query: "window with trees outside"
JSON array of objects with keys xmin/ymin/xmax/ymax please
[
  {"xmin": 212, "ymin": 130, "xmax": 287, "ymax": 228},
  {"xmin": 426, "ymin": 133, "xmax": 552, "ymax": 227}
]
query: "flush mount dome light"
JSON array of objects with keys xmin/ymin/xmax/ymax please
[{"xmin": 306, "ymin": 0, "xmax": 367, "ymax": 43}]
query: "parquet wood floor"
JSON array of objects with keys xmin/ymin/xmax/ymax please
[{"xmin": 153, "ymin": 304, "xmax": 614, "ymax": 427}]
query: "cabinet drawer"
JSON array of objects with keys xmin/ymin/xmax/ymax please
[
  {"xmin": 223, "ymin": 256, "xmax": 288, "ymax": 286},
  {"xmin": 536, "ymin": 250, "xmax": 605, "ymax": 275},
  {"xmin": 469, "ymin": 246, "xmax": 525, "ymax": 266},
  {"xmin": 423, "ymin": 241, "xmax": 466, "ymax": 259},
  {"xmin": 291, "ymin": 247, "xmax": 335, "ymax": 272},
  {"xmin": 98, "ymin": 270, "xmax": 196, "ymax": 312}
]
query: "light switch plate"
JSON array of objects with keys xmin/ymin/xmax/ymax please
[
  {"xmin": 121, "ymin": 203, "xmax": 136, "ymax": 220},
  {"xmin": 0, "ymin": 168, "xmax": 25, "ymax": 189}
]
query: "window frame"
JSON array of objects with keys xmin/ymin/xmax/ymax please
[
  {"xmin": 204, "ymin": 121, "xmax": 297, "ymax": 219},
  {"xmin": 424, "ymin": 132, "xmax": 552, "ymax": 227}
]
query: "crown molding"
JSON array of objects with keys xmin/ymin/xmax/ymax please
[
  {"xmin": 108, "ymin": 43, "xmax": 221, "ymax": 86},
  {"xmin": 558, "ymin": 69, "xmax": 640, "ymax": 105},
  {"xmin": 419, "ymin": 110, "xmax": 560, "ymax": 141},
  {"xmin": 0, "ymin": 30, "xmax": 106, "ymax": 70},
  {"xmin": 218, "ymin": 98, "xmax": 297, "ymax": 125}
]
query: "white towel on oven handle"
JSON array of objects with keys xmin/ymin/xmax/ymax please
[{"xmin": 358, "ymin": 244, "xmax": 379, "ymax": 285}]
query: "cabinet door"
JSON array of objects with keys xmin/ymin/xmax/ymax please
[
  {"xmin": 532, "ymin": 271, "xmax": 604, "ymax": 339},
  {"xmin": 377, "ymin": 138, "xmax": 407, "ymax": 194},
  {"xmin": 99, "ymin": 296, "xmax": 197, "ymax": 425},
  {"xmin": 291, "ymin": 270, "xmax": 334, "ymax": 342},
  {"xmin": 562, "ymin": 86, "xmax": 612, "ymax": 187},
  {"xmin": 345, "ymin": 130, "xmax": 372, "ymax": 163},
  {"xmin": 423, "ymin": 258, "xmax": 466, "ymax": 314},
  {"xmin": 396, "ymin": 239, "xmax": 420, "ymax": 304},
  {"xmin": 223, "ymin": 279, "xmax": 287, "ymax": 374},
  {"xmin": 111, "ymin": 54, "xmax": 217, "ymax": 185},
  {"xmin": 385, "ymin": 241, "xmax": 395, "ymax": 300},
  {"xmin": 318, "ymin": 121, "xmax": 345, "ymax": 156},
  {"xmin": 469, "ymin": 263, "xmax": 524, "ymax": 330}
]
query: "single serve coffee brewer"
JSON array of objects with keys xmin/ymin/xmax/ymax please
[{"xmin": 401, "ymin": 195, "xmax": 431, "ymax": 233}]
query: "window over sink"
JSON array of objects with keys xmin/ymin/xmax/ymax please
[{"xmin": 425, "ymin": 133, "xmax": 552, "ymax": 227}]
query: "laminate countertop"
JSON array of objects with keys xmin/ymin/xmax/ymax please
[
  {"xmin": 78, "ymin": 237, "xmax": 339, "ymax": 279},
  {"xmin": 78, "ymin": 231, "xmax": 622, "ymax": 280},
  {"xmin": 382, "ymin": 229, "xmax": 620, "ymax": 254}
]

> [BRIEF] All lines that contain the word "light" should be copied from the listing.

> [SOLUTION FOR THIS TASK]
query: "flush mount dome light"
query: "light switch plate"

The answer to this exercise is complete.